◆ **WHAT THE TASK REQUIRES**
Reproduce the listing below word for word, every line in the same order.

╔══

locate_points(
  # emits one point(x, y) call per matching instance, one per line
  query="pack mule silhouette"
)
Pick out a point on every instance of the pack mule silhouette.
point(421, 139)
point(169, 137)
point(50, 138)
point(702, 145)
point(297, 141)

╚══

◆ **FULL ANSWER**
locate_points(
  # emits one point(x, y) call per matching instance, one per line
  query="pack mule silhouette"
)
Pick out a point on every instance of the pack mule silhouette.
point(421, 139)
point(169, 137)
point(50, 138)
point(702, 145)
point(297, 141)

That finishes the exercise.